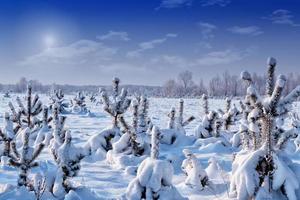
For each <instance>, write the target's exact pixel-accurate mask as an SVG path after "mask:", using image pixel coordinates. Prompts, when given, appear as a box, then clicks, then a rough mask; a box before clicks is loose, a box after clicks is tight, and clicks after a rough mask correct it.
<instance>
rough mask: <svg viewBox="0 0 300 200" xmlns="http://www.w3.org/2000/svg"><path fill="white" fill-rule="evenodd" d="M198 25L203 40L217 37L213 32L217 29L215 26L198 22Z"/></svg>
mask: <svg viewBox="0 0 300 200" xmlns="http://www.w3.org/2000/svg"><path fill="white" fill-rule="evenodd" d="M197 25H198V27H199V28H200V29H201V34H202V38H203V39H204V40H208V39H211V38H214V37H215V35H214V34H213V31H214V30H216V29H217V27H216V26H215V25H213V24H210V23H207V22H198V23H197Z"/></svg>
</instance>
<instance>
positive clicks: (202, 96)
mask: <svg viewBox="0 0 300 200" xmlns="http://www.w3.org/2000/svg"><path fill="white" fill-rule="evenodd" d="M202 102H203V103H202V106H203V110H204V113H205V115H204V117H203V119H202V122H201V123H200V124H199V125H198V126H197V127H196V128H195V133H194V135H195V136H196V138H209V137H219V136H220V131H221V130H220V129H221V126H222V119H221V118H220V116H219V114H218V113H217V112H216V111H214V110H211V111H209V106H208V97H207V95H206V94H203V96H202Z"/></svg>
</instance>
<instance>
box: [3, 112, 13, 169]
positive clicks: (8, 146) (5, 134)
mask: <svg viewBox="0 0 300 200" xmlns="http://www.w3.org/2000/svg"><path fill="white" fill-rule="evenodd" d="M16 134H17V133H16V132H15V130H14V128H13V122H12V120H11V117H10V116H9V114H8V113H5V115H4V127H3V129H2V130H1V129H0V141H1V142H2V146H3V150H2V152H1V154H0V155H1V157H2V156H5V157H12V156H13V154H12V152H13V151H15V150H12V149H13V148H15V147H16V146H15V142H14V139H15V137H16ZM1 164H2V165H4V164H7V163H1Z"/></svg>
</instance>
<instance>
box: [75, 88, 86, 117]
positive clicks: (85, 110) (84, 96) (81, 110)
mask: <svg viewBox="0 0 300 200" xmlns="http://www.w3.org/2000/svg"><path fill="white" fill-rule="evenodd" d="M71 103H72V106H73V108H72V110H73V111H74V112H75V113H87V112H88V109H87V107H86V104H85V96H84V94H83V93H82V92H78V93H77V94H76V96H75V97H74V98H73V100H72V101H71Z"/></svg>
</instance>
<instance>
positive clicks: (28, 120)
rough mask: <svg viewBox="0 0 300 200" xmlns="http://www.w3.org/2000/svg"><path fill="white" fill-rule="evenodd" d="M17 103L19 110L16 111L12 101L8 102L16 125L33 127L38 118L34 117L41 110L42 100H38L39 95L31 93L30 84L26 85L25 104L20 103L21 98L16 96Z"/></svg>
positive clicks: (41, 111)
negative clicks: (11, 102) (13, 117)
mask: <svg viewBox="0 0 300 200" xmlns="http://www.w3.org/2000/svg"><path fill="white" fill-rule="evenodd" d="M17 103H18V106H19V112H16V110H15V108H14V106H13V104H12V103H9V107H10V109H11V111H12V114H13V116H14V122H16V123H17V126H21V128H23V127H25V128H26V127H29V128H33V127H34V125H35V124H36V123H38V120H37V119H36V117H37V116H38V115H39V114H40V113H41V112H42V102H41V101H40V100H39V96H38V95H37V94H36V95H35V96H34V97H33V95H32V87H31V85H28V86H27V94H26V98H25V103H26V106H24V104H23V103H22V101H21V99H20V98H19V97H17Z"/></svg>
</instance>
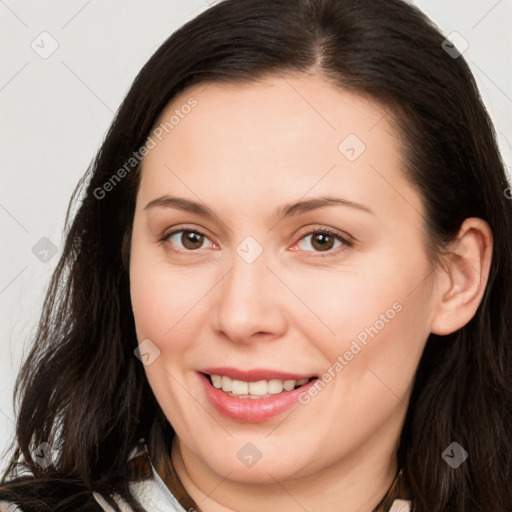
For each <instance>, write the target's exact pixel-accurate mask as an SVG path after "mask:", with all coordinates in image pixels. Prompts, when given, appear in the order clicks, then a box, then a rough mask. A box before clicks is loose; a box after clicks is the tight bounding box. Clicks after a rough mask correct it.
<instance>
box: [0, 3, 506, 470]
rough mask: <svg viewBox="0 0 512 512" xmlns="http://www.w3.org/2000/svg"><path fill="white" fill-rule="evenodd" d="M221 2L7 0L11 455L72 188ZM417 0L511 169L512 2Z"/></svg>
mask: <svg viewBox="0 0 512 512" xmlns="http://www.w3.org/2000/svg"><path fill="white" fill-rule="evenodd" d="M212 3H213V1H207V0H145V1H144V2H143V1H135V0H108V1H103V2H100V1H99V0H46V1H45V2H36V1H35V0H32V1H30V0H26V1H25V0H0V24H1V29H0V44H1V47H2V61H1V64H0V108H1V112H0V130H1V131H0V135H1V155H0V162H1V168H0V169H1V171H0V172H1V186H0V223H1V232H0V233H1V248H2V250H1V256H0V257H1V264H0V305H1V334H0V349H1V350H0V390H1V393H0V450H2V452H1V453H3V450H4V449H5V447H6V446H7V443H8V441H9V439H10V437H11V436H12V435H13V432H14V411H13V404H12V391H13V386H14V381H15V377H16V374H17V372H18V370H19V367H20V364H21V361H22V359H23V358H24V356H26V354H27V353H28V346H29V342H30V337H31V336H32V335H33V334H34V332H35V326H36V323H37V320H38V317H39V315H40V311H41V307H42V301H43V293H44V289H45V287H46V286H47V284H48V280H49V278H50V275H51V273H52V271H53V269H54V267H55V265H56V263H57V261H58V258H59V255H60V247H61V245H62V230H63V225H64V215H65V212H66V208H67V205H68V202H69V199H70V197H71V193H72V191H73V189H74V187H75V185H76V183H77V181H78V180H79V178H80V177H81V175H82V174H83V173H84V172H85V170H86V168H87V166H88V164H89V163H90V161H91V159H92V158H93V156H94V154H95V153H96V151H97V150H98V148H99V146H100V144H101V142H102V140H103V137H104V135H105V133H106V131H107V129H108V127H109V125H110V123H111V121H112V119H113V115H114V112H115V111H116V110H117V108H118V106H119V105H120V103H121V101H122V99H123V97H124V95H125V93H126V92H127V90H128V88H129V87H130V85H131V83H132V81H133V79H134V78H135V75H136V74H137V72H138V71H139V69H140V68H141V67H142V66H143V64H144V63H145V62H146V61H147V59H148V58H149V57H150V56H151V55H152V54H153V52H154V51H155V50H156V49H157V48H158V46H159V45H160V44H161V43H162V42H163V41H164V40H165V39H166V38H167V37H168V36H169V35H170V34H171V33H172V32H173V31H174V30H176V29H177V28H178V27H179V26H181V25H183V24H184V23H185V22H186V21H188V20H189V19H191V18H193V17H195V16H196V15H197V14H199V13H200V12H202V11H204V10H205V9H207V8H208V7H209V5H210V4H212ZM414 3H415V4H416V5H417V6H418V7H420V8H421V9H423V10H424V11H425V12H426V14H428V15H429V16H430V17H431V18H432V19H433V20H434V22H435V23H436V24H437V25H438V26H439V27H440V29H441V31H442V32H443V33H444V34H445V35H448V34H451V33H453V32H457V33H458V34H460V35H461V36H462V37H463V39H464V40H465V41H467V44H468V45H469V46H468V48H467V50H466V51H465V52H464V57H465V58H466V60H467V61H468V62H469V64H470V66H471V68H472V70H473V72H474V74H475V76H476V78H477V82H478V85H479V87H480V91H481V94H482V96H483V98H484V101H485V103H486V106H487V108H488V110H489V112H490V114H491V117H492V118H493V120H494V123H495V127H496V130H497V132H498V136H499V142H500V146H501V150H502V153H503V157H504V159H505V162H506V164H507V167H508V169H509V170H510V167H511V163H512V58H511V57H512V31H510V27H512V0H500V1H498V0H421V1H420V0H418V1H417V2H414ZM461 50H462V48H461ZM509 172H510V171H509ZM1 453H0V458H1V456H2V455H1ZM5 462H6V461H5V459H4V460H0V469H3V467H4V466H5Z"/></svg>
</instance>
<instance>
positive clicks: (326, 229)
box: [158, 225, 356, 257]
mask: <svg viewBox="0 0 512 512" xmlns="http://www.w3.org/2000/svg"><path fill="white" fill-rule="evenodd" d="M181 231H190V232H192V233H196V234H199V235H202V236H204V237H205V238H207V239H208V240H210V242H211V243H212V244H213V245H215V246H217V247H218V244H217V243H216V242H214V241H213V240H211V239H210V236H209V235H207V234H206V233H205V232H204V231H203V230H202V229H199V228H196V227H195V226H191V225H178V226H174V227H173V228H172V229H171V230H170V231H165V232H164V234H163V235H162V236H161V237H159V240H158V241H159V242H161V243H166V242H167V241H168V240H169V238H170V237H171V236H173V235H175V234H176V233H179V232H181ZM317 233H325V234H327V235H330V236H333V237H335V238H337V239H338V240H339V241H340V242H341V243H342V246H341V247H338V248H336V249H329V250H327V251H304V252H306V253H313V254H315V255H316V256H315V257H318V256H319V257H322V256H332V255H333V254H337V253H338V252H339V251H343V250H345V249H347V248H350V247H352V246H353V245H354V244H355V242H356V240H355V239H354V237H352V236H350V235H349V234H348V233H344V232H342V231H339V230H337V229H335V228H330V227H326V226H323V225H317V226H307V227H306V228H303V229H302V230H301V232H300V233H299V234H297V235H296V236H295V237H294V242H293V246H295V245H296V244H297V243H299V242H300V241H301V240H303V239H304V238H306V237H307V236H310V235H314V234H317ZM172 250H173V251H174V252H176V253H181V254H183V253H194V252H199V249H197V250H195V251H194V250H177V249H174V248H173V249H172ZM324 252H325V254H323V253H324Z"/></svg>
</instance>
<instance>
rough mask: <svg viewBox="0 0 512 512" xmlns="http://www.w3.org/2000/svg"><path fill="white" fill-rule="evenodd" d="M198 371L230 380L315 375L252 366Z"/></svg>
mask: <svg viewBox="0 0 512 512" xmlns="http://www.w3.org/2000/svg"><path fill="white" fill-rule="evenodd" d="M198 371H199V372H200V373H206V374H208V375H220V376H225V377H229V378H230V379H232V380H241V381H243V382H257V381H259V380H272V379H277V380H302V379H310V378H312V377H315V375H311V374H300V373H288V372H283V371H280V370H268V369H264V368H254V369H252V370H240V369H238V368H226V367H222V368H220V367H219V368H213V367H212V368H201V369H200V370H198Z"/></svg>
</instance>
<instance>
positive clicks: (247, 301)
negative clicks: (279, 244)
mask: <svg viewBox="0 0 512 512" xmlns="http://www.w3.org/2000/svg"><path fill="white" fill-rule="evenodd" d="M232 262H233V264H232V267H231V269H230V270H229V271H228V273H227V274H226V275H225V277H224V279H222V281H221V283H219V286H218V290H217V295H216V303H215V306H214V307H215V308H216V311H215V315H214V318H215V321H216V326H215V327H216V329H217V331H218V332H221V333H222V334H223V335H224V336H225V337H227V338H228V339H229V340H231V341H232V342H234V343H247V342H254V340H256V339H260V340H262V339H265V340H268V341H269V340H271V339H276V338H279V337H281V336H282V335H283V333H284V332H285V331H286V328H287V315H286V306H285V302H286V299H288V300H289V297H287V296H286V293H285V290H284V289H283V288H284V287H283V284H282V283H281V282H280V281H279V279H278V278H277V277H276V275H275V273H274V272H275V271H274V272H273V271H271V270H270V268H269V267H268V266H267V258H266V256H265V251H263V253H262V254H261V255H260V256H259V257H258V258H257V259H256V260H255V261H252V262H247V261H246V260H244V259H243V258H242V257H240V256H239V254H237V253H234V254H233V260H232Z"/></svg>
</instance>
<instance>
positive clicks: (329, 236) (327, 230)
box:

--------

◆ **TASK OBJECTIVE**
Give an exact copy of the lines above from the line with "positive clicks: (326, 229)" up to and including the line with "positive clicks: (247, 301)", and leave everything else out.

◆ **EXERCISE RESULT**
positive clicks: (326, 229)
box: [158, 225, 356, 257]
mask: <svg viewBox="0 0 512 512" xmlns="http://www.w3.org/2000/svg"><path fill="white" fill-rule="evenodd" d="M181 231H190V232H192V233H196V234H199V235H202V236H204V237H205V238H207V239H208V240H210V242H211V243H212V244H213V245H215V246H217V247H218V244H217V243H216V242H214V241H213V240H211V239H210V236H209V235H207V234H206V233H205V232H204V231H203V230H202V229H199V228H196V227H195V226H191V225H178V226H174V227H173V228H172V229H171V230H170V231H165V232H164V234H163V235H162V236H161V237H159V240H158V241H159V242H161V243H166V242H167V241H168V240H169V238H170V237H171V236H173V235H175V234H176V233H179V232H181ZM317 233H325V234H327V235H330V236H333V237H335V238H337V239H338V240H339V241H340V242H341V243H342V246H341V247H338V248H336V249H329V250H327V251H304V252H306V253H313V254H315V255H316V256H315V257H318V256H319V257H322V256H332V255H333V254H337V253H338V252H339V251H343V250H345V249H347V248H350V247H352V246H353V245H354V244H355V242H356V240H355V239H354V237H352V236H350V235H349V234H348V233H344V232H342V231H339V230H337V229H335V228H330V227H326V226H323V225H317V226H307V227H306V228H303V229H302V230H301V232H300V233H299V234H297V235H296V236H295V237H294V242H293V246H295V245H296V244H297V243H299V242H300V241H301V240H303V239H304V238H306V237H307V236H310V235H314V234H317ZM172 250H173V251H174V252H176V253H181V254H183V253H194V252H199V249H197V250H195V251H194V250H177V249H174V248H173V249H172ZM324 252H325V254H323V253H324Z"/></svg>
</instance>
<instance>
rough mask: <svg viewBox="0 0 512 512" xmlns="http://www.w3.org/2000/svg"><path fill="white" fill-rule="evenodd" d="M198 371L230 380L315 375L252 366Z"/></svg>
mask: <svg viewBox="0 0 512 512" xmlns="http://www.w3.org/2000/svg"><path fill="white" fill-rule="evenodd" d="M198 371H199V372H200V373H206V374H208V375H220V376H225V377H229V378H230V379H232V380H241V381H243V382H257V381H259V380H272V379H277V380H302V379H310V378H312V377H315V375H311V374H300V373H288V372H283V371H280V370H268V369H264V368H254V369H252V370H240V369H238V368H226V367H222V368H220V367H219V368H213V367H212V368H201V369H200V370H198Z"/></svg>
</instance>
<instance>
positive clicks: (247, 301)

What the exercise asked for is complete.